Vorliegender Text:
──────

Sozialgericht Lüneburg
Beschl. v. 11.04.2008, Az.: S 13 R 518/07 ER

Bibliographie

Gericht
SG Lüneburg
Datum
11.04.2008
Aktenzeichen
S 13 R 518/07 ER
Entscheidungsform
Beschluss
Referenz
WKRS 2008, 44844
Entscheidungsname
[keine Angabe]
ECLI
ECLI:DE:SGLUENE:2008:0411.S13R518.07ER.0A

Tenor:

  1. Der Antrag wird abgelehnt. Kosten werden nicht erstattet.

Gründe

1

I.

Die Antragsgegnerin fordert vom Antragsteller Sozialversicherungsbeiträge für die Zeit vom 1. Januar 1994 bis 31. Dezember 1997 in Höhe von insgesamt 60 836,24 EUR zurück. In der Nachforderung sind Säumniszuschläge nach § 24 Abs. 2 SGB IV in Höhe von 32 487,23 EUR enthalten.

──────

Vorliegende Datensätze:
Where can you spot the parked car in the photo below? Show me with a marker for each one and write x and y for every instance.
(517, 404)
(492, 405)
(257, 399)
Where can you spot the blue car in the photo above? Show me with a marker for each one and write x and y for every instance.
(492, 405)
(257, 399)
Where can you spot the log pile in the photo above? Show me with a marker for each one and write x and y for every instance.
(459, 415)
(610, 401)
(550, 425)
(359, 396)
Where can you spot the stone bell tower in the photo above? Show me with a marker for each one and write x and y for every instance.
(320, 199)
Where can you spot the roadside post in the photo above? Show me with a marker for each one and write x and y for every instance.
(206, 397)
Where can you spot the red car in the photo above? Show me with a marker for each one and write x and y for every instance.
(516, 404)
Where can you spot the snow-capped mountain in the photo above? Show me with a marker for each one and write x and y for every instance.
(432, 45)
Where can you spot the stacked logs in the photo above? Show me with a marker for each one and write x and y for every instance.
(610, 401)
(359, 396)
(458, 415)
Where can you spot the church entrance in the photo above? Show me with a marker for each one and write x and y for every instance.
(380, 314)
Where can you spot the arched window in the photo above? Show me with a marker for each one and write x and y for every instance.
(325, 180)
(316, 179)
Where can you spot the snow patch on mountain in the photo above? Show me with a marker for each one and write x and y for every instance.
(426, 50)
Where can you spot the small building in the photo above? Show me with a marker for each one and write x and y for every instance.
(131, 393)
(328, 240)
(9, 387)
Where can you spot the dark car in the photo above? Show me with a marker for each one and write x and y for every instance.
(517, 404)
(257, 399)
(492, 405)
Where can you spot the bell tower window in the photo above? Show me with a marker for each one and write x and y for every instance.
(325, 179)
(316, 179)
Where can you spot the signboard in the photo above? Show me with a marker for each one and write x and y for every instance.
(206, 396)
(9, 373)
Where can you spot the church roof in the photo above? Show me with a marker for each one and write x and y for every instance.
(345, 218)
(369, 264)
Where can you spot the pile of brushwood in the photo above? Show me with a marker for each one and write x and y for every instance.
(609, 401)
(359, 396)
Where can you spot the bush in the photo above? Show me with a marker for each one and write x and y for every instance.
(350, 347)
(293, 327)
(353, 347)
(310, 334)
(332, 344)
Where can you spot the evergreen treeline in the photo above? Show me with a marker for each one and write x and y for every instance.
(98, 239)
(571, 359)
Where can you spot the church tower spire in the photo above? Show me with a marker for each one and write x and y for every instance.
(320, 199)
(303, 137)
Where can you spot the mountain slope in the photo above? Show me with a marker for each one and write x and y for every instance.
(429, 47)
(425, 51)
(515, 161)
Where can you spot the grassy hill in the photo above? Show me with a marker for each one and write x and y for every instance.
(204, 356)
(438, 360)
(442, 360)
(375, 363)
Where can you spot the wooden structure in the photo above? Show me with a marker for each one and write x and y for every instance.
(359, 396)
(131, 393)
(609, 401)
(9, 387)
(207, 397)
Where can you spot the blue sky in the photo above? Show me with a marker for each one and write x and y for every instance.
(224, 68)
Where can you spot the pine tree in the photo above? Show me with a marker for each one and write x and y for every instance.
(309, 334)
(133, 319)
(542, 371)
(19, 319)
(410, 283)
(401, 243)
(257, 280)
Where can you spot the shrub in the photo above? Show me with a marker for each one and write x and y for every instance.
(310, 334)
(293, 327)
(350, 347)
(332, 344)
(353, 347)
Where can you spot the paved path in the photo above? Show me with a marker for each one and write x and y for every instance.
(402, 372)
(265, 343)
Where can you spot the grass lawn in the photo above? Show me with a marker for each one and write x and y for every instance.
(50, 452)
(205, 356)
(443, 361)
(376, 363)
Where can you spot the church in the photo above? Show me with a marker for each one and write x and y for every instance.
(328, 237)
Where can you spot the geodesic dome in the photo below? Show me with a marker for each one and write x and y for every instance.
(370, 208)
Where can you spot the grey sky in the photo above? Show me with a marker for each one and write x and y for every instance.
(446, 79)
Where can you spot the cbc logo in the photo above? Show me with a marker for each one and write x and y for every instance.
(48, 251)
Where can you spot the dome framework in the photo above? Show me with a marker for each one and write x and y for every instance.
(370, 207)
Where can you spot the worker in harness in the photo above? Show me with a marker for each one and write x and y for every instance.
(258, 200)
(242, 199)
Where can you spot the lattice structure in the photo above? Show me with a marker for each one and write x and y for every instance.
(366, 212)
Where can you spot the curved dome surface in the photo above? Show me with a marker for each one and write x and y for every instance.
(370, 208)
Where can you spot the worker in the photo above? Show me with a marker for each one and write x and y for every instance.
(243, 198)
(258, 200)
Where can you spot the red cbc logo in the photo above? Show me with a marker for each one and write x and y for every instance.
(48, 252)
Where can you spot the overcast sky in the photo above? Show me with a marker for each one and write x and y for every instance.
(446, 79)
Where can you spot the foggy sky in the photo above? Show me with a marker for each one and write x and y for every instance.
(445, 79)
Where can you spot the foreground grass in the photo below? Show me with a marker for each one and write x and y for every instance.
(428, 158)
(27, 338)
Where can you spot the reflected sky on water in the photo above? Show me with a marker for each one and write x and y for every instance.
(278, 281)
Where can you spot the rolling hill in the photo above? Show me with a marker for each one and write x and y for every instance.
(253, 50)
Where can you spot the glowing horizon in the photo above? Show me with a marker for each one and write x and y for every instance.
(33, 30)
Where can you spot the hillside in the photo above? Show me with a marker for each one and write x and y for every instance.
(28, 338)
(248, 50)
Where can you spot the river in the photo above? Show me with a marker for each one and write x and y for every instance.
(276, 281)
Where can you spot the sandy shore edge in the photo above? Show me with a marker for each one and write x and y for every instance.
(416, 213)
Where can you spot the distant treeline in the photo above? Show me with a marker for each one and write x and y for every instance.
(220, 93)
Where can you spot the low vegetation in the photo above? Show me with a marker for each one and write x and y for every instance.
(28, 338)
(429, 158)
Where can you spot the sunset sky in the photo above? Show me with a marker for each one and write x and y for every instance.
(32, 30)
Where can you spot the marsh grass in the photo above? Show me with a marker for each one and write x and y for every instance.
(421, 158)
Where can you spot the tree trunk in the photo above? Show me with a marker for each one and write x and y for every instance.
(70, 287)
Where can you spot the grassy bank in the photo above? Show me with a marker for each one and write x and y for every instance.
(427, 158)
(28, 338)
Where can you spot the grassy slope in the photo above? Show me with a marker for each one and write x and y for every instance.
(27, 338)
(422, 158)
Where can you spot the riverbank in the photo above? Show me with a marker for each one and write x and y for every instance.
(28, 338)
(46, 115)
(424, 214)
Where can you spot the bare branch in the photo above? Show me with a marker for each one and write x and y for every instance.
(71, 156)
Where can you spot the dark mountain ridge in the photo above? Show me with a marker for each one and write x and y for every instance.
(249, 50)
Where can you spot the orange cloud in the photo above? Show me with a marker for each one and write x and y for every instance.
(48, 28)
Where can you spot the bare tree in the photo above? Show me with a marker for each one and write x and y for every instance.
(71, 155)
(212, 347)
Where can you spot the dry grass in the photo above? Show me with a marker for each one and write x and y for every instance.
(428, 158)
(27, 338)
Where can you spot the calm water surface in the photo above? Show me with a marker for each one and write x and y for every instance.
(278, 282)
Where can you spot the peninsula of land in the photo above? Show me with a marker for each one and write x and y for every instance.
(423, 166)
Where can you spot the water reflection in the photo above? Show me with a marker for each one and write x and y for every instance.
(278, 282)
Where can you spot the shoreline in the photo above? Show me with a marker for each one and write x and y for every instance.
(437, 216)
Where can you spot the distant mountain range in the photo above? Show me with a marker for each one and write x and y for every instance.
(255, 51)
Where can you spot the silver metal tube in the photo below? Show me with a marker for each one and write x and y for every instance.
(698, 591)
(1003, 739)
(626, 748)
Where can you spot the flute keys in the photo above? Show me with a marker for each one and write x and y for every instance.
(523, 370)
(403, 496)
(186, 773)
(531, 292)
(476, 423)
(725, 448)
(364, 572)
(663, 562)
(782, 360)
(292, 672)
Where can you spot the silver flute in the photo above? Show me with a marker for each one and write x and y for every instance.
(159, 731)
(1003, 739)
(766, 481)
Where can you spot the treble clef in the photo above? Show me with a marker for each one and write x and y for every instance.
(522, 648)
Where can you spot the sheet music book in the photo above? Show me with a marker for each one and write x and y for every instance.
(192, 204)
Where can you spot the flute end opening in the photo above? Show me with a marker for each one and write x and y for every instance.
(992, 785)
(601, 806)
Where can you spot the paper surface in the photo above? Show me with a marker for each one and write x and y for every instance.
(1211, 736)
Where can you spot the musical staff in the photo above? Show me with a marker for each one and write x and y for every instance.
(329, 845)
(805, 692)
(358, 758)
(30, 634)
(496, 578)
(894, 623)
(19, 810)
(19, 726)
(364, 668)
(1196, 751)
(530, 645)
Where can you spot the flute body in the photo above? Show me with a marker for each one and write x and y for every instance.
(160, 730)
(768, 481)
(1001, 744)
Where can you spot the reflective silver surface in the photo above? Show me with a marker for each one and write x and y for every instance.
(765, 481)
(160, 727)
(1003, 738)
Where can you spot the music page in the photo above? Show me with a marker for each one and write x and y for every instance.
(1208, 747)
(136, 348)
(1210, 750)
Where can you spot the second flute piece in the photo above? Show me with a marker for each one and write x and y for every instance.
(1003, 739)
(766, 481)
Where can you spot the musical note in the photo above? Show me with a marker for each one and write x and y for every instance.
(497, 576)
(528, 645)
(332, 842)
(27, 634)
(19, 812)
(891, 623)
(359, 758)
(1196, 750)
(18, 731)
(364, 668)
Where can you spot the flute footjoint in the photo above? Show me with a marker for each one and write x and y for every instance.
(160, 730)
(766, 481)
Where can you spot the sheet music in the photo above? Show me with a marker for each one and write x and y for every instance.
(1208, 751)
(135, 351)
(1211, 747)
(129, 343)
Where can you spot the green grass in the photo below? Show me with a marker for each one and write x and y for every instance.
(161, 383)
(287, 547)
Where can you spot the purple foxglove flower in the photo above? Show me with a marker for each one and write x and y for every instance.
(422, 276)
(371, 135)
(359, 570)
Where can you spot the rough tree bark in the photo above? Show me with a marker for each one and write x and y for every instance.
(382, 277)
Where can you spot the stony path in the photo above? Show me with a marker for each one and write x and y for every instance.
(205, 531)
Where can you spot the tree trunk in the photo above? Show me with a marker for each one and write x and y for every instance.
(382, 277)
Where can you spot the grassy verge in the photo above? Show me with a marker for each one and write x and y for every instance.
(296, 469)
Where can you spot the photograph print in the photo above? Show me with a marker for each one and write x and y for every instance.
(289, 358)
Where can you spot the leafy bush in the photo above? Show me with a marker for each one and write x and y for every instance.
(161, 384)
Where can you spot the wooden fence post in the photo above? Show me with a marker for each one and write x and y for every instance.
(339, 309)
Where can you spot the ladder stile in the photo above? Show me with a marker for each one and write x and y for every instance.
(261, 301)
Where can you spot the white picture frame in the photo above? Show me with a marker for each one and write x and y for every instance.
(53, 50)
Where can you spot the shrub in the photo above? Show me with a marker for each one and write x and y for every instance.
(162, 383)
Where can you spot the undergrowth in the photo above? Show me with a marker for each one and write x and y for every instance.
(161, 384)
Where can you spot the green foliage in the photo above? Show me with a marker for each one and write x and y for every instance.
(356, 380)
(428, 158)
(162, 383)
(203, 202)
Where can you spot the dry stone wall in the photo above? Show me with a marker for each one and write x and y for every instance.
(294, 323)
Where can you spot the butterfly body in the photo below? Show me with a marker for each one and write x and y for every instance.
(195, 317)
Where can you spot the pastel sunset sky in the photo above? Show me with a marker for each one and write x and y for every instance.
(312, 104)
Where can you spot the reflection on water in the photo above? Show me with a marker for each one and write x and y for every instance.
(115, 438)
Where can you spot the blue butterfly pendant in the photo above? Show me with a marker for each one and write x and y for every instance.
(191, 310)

──────

Zu bearbeitende Aufgaben:
1 – Nennen Sie alle Feldbezeichnungen, die der Beschluss des Sozialgerichts Lüneburg unter „Bibliographie“ aufführt.
2 – Wie hoch sind laut dem Beschluss des Sozialgerichts Lüneburg die in der Nachforderung enthaltenen Säumniszuschläge?
3 – Setzen Sie den Beschluss des Sozialgerichts Lüneburg im Anschluss an seinen letzten Satz fort.

Antworten in Reihenfolge:
1 – Gericht, Datum, Aktenzeichen, Entscheidungsform, Referenz, Entscheidungsname, ECLI

2 – 32 487,23 EUR

3 –
2

Das Finanzamt G. stellte im Rahmen einer Lohnsteueraußenprüfung fest, dass Lohnzahlungen für diverse Arbeitnehmer des Antragstellers nicht in der Lohnbuchhaltung erfasst wurden und Arbeitnehmer zusätzlich zu ihrem Arbeitsentgelt Schwarzlohnzahlungen erhielten. Es waren hierüber Unterlagen vorhanden, wobei seinerzeit streitig war, wer diese Unterlagen angefertigt hatte. Im Rahmen der Prüfung des Finanzamtes kam es zu einer Schlussbesprechung betreffend das Unternehmen des Antragstellers. Hierbei wurde zwischen dem Finanzamt und dem Antragsteller am 30. März 2006 eine sog. tatsächliche Verständigung erzielt. Im Rahmen der tatsächlichen Verständigung wurden die Schwarzlöhne im Vergleich zu den Prüfungsfeststellungen der Lohnsteueraußenprüfung erheblich reduziert und der Pauschalversteuerung nach § 40a Einkommenssteuergesetz (EStG) unterworfen.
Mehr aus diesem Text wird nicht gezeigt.